◆ **PROBLEM REQUIREMENTS**
Beneath this line is the data. Output exactly the lines from the line with "locate: whole banana | one point per instance" to the line with "locate: gray tablecloth", both ends included, and nothing more.

DATA EXTRACTS START

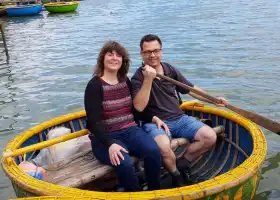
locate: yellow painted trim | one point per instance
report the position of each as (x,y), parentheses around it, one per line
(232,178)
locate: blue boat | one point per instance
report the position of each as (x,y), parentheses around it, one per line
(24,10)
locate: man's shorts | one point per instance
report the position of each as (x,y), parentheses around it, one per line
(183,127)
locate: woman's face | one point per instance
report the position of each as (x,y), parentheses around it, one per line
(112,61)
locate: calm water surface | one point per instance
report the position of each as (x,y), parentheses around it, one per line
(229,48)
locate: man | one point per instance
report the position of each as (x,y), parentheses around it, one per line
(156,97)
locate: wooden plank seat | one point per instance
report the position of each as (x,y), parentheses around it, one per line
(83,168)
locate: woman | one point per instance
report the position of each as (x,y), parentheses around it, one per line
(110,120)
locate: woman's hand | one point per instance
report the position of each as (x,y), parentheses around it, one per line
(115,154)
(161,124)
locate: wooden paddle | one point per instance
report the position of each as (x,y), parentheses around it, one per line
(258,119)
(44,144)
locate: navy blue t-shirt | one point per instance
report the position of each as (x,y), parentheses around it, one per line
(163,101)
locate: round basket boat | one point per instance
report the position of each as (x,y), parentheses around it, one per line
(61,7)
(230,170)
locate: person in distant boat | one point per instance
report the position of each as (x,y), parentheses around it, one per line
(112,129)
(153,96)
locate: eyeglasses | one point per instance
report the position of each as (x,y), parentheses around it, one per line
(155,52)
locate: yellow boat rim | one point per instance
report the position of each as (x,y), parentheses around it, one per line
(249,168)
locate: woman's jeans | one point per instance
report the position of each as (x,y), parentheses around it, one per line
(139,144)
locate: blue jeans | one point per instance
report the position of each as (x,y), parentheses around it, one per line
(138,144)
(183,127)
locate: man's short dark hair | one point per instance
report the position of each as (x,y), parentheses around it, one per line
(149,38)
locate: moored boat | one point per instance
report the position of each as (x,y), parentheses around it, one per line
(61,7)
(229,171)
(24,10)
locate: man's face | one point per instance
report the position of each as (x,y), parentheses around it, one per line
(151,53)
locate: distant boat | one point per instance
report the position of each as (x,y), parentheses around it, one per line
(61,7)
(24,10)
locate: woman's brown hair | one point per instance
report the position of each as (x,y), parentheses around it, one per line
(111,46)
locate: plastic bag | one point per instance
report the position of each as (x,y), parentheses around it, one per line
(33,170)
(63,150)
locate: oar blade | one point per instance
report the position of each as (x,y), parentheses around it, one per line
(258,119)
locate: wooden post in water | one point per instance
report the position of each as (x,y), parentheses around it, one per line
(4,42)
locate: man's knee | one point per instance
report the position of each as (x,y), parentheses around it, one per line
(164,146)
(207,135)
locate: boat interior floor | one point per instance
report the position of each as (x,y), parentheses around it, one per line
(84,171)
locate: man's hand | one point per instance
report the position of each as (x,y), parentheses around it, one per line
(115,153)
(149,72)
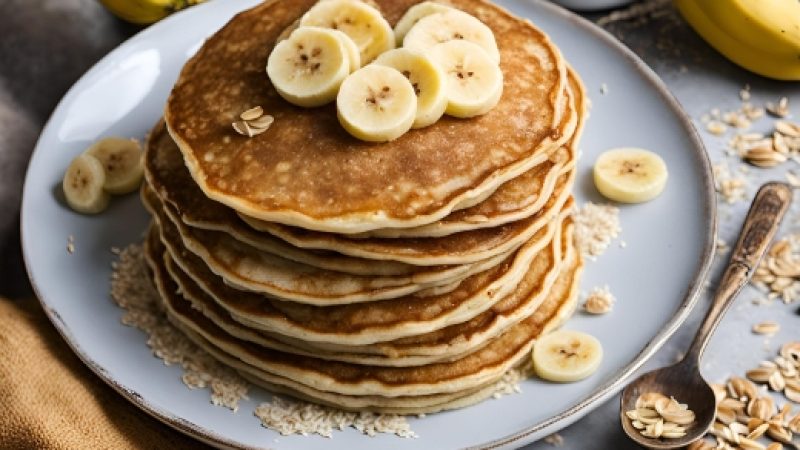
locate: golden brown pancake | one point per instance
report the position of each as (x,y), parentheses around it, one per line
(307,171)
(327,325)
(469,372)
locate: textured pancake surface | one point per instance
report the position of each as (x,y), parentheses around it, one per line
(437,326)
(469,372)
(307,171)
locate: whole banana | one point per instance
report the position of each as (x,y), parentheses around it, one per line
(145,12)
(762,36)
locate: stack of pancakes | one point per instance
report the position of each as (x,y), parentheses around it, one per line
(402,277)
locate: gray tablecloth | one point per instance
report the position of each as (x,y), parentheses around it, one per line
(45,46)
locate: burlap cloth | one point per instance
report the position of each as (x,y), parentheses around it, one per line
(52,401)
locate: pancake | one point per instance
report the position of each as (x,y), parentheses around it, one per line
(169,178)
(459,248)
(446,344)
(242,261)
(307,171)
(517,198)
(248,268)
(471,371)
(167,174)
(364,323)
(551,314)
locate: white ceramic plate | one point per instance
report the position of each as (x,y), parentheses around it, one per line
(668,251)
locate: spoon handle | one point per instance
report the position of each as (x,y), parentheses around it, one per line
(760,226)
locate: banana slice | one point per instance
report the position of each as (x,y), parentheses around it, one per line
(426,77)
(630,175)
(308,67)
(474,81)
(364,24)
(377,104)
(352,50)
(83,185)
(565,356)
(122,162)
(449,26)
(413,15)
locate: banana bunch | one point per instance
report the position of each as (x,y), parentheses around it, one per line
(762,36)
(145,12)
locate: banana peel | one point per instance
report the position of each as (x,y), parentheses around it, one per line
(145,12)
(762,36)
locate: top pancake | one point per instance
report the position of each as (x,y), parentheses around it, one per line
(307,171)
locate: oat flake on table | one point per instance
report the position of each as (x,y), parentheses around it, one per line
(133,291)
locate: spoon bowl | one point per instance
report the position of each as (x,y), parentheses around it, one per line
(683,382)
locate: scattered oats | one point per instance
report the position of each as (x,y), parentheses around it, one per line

DATA EXTRACTS END

◆ **YOUR RESPONSE**
locate: whole banana | one point per instance
report the position of each as (x,y), parentheses around it, one per line
(145,12)
(762,36)
locate: stack of pancakes | one point per instance
report the position of each as (x,y), parentheses around it, one per line
(402,277)
locate: gray tablecloth | one point per instance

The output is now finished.